Text to read >>
Asia’s New Tigers: Dethroning the West and the East’s Crypto-Economic Miracles
We all have blindspots. Yet, for some of the crypto commentariat, that blindspot is the size of a continent. With all the tense gasping about US regulatory attack patterns and diminished American interest during the crypto winter, coupled with the frantic hope that accompanies any whiff of crypto adoption in the US, you could be forgiven for thinking crypto’s potential rests entirely in the American demesne. You couldn’t be more wrong.
Asia is the true future crucible of global crypto adoption, and – if the American authorities don’t buck their ideas up – they may find the runaway gains that occur as decentralised ledgers are incorporated into the sysadmin of daily life don’t end up in the Treasury’s coffers.
Indeed, crypto adoption may usher in a new cohort akin to the ‘Asian Tigers’ of the 70s, where forward-thinking nations who embraced new technology quickly made incredible economic gains relative to the rest of the world. And it’s already happening.
The majority of new Web3 companies incorporate in crypto-friendly nations – from the Bahamas, British Virgin Islands, and Panama to Asian jurisdictions like Singapore, the Philippines, Vietnam, and more recently, Hong Kong. Major successes of the last bull run, like Axie Infinity, were the product of Asian companies. Authorities in a number of Asian countries have moved fast to regulate cryptocurrency within their traditional legal frameworks.
There will always be shady crypto operators who feel regulation is a threat to crypto, but for everyone else, it’s the legal clarity and long-term support of places like Singapore that make them so appealing – and what creates the conditions for new financial technologies to thrive.
While America gets its knickers in a twist, spending years fighting cases against individual firms while using its national apparatus to shakedown crypto firms like Binance (‘$4 billion and all this goes away.’), Singapore has oven-ready regulations that clearly demarcate how, why, where, and when crypto firms can operate. South Korea has been paying over-the-odds for crypto since the days of the ‘Kimchi Premium’. They know a good thing when they see it. Japan is also racing to incorporate digital asset transfers within its wider legal framework, and actively interrogating the production and deployment of stablecoins.

Given information >>
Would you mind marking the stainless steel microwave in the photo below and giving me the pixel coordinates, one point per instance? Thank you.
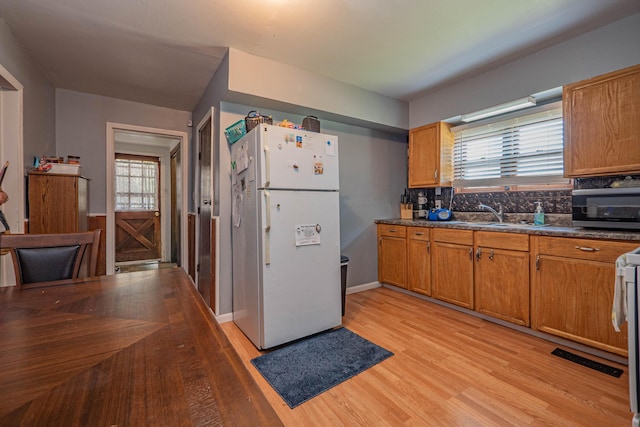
(607, 208)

Directions for this task >> Pick up the article on Asia's crypto economies after its last sentence and carry it forward. The data is its own material and is unrelated to the article on crypto in Asia.

Right answer >>
The US approach, dubbed ‘Operation Choke Point,’ is instead taking aim at stifling crypto and, if it isn’t careful, threatens to strangle the US-led parts of the industry in its crib. It is a rather hilarious fate for a country whose last century of pre-eminence rested on its puritanical devotion to technological advancement. However, money talks. And America has it. It’s no wonder the world’s largest economy is complacent and defensive when it comes to financial innovation.
Yet if you don’t take your shot, others will, and American fintech blockchain innovation, talent, and capital are gradually seeping Eastwards. Asia is now the premier location for fintech innovation, and, truth be told, it might be too late to change course. By the time the US gets its act together, Asia’s tightly integrated crypto-economies will already be over the hills and far away. Events like Token2049 in Singapore hosted record attendance, despite the travails of the wider market, with tons of builders, enthusiasts, and funds looking to build at the bleeding edge of finance.
Why is there such legislative support for crypto in Asia? First – it’s important to say that Asia is a large place. Its largest nations currently harbour attitudes similar to those of the US, but throughout the continent, uptake is on the rise, and activity is prevalent. Whether nations are incubating their own CBDCs or using blockchain rails for TradFi, change is in the air.
The pattern is clear. Large, economically dominant countries tend to dislike crypto. Smaller, more flexible, optimistic countries love it. Why? Because money is ultimately a token of access and control, and the further it slips from centralisation, the less access and control nations have. However, crypto offers stunning opportunities and practical advantages in some Asian nations, advantages that align with broader governmental goals, and it is these benefits that have led to such widespread uptake. Crypto creates wonderful avenues for financial inclusivity and access to banking, remittances, and digital payments.
In Vietnam, for example, where the government is undergoing a widespread transition to digital and e-payments, crypto is increasingly seen as a viable solution, and 27% of its citizens report owning crypto. Despite the fact it’s still technically infeasible to pay for services in crypto, Vietnam nevertheless remains one of the most mature and active crypto markets in the world for the way it provides an instant payments infrastructure for a nation historically used to using cash and whose banking apparatus is, for the most part, under-nurtured.
The importance of remittances in Asia is another reason for the burgeoning growth and adoption of cryptocurrencies. Last year, four of the top five countries for remittance were Asian countries. Crypto has proven itself as a fantastic substrate for cross-border transactions, with companies like SBI Remit using Ripple to provide low-cost remittances across Southeast Asia to their customers.
Crypto’s utility in providing banking and banking-like services to the traditionally unbanked is exactly why so many of the region’s citizens are enthusiastically adopting crypto. Couple that with financial superapps like Grab in Singapore integrating Web3 wallets, and the trend couldn’t get clearer.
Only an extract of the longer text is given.